**Quoted passage:**
The New Testament envisions a second way in which we become like Jesus. We are “possessed” by him. Possession has two dimensions: it can mean ownership—holding something as property. (I own my car, my books, my computer, and so forth.) In a similar sense, we are owned by God. We were bought with a price, and have become his willing slaves. As good slaves, we enact the will of our Master. His will and ours become fused.

But we are “possessed” in a deeper, more mysterious sense. We are possessed by God in the sense that we are inhabited by him. If I take possession of a house, I not only hold title to it; I also dwell in it. Christians are houses indwelt by God: “For we realize that our life in this world is actually his life lived in us!” Amazing! Christ abides in us through his Holy Spirit, and this possession completely alters the “structure”—us. We begin to speak like, sound like, act like the Spirit that lives within.

**Objective 1:** Summarize the passage on being possessed by Christ in two sentences.

**Information shown:**

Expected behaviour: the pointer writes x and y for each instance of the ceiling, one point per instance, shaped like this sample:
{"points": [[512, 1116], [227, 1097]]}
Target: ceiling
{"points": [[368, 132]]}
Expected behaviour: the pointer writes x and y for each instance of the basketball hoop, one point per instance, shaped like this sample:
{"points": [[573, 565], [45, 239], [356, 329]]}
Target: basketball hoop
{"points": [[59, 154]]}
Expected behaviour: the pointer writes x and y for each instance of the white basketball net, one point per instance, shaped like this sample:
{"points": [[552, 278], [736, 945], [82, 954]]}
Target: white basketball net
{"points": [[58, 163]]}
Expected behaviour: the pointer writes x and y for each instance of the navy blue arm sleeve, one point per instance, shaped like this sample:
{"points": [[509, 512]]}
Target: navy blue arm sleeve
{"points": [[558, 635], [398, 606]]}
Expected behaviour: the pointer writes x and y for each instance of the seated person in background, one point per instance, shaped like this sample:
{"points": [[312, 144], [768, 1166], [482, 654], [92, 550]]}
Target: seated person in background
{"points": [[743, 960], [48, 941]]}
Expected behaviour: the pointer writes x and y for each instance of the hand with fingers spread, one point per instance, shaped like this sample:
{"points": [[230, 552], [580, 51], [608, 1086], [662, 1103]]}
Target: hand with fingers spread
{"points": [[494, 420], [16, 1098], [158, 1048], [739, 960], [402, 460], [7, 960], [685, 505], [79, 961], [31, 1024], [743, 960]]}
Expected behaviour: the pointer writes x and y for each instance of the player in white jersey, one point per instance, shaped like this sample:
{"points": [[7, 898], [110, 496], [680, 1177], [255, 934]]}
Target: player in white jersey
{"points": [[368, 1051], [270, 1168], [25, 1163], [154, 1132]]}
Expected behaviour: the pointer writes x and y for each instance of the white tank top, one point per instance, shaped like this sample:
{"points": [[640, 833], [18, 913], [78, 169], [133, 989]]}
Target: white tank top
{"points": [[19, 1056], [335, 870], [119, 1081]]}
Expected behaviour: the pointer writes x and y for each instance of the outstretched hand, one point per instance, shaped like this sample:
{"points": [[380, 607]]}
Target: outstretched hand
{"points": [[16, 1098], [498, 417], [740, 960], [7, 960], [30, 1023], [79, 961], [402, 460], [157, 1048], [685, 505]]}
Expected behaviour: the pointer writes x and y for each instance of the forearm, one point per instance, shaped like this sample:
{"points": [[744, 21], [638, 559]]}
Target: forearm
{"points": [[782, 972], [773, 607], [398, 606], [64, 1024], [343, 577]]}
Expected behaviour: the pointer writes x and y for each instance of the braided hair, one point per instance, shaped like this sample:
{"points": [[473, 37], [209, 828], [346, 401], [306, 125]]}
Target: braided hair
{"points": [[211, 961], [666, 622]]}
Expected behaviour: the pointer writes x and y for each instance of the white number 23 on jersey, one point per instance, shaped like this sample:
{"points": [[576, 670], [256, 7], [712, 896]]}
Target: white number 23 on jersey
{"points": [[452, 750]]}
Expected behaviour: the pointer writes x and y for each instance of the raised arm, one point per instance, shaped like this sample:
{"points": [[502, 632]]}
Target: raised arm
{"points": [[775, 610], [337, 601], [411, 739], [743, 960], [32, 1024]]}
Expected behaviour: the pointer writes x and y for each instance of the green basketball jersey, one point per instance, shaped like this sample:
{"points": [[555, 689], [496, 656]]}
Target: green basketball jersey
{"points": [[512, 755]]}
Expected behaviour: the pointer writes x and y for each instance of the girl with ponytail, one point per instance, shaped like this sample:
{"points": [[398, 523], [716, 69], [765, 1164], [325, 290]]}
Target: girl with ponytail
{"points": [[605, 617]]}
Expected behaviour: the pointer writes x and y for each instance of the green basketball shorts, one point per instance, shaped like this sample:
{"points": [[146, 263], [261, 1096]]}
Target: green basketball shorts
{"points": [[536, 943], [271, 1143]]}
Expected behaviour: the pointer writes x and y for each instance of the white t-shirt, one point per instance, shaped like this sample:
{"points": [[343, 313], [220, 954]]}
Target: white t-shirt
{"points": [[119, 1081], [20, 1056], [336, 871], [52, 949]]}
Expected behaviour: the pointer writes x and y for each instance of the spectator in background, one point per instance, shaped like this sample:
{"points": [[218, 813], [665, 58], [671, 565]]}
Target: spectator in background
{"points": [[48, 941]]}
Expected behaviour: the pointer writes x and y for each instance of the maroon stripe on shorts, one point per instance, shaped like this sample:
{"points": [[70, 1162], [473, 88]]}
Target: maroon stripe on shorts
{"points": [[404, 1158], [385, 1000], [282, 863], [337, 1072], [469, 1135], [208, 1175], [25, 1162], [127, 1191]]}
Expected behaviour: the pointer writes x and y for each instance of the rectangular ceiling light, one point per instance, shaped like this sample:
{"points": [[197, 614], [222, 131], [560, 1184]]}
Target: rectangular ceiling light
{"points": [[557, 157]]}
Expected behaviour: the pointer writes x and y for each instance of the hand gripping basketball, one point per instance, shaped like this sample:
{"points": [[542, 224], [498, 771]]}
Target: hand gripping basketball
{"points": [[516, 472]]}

**Objective 2:** Rewrite the listing starting at the line that has "the hand gripping" and running through the end of the listing, with "basketball" replaced by "ball" and all else unchanged.

**Final answer 1:** The New Testament describes a second way of becoming like Jesus, being possessed by him, which in one sense means being owned by God as his willing slaves who enact their Master's will. In a deeper sense it means being inhabited by God, as Christ abides in believers through his Holy Spirit and alters them so that they speak, sound, and act like the Spirit within.

**Final answer 2:**
Expected behaviour: the pointer writes x and y for each instance of the hand gripping ball, one point per instance, shaped like this sample:
{"points": [[542, 224], [498, 771]]}
Target: hand gripping ball
{"points": [[516, 472]]}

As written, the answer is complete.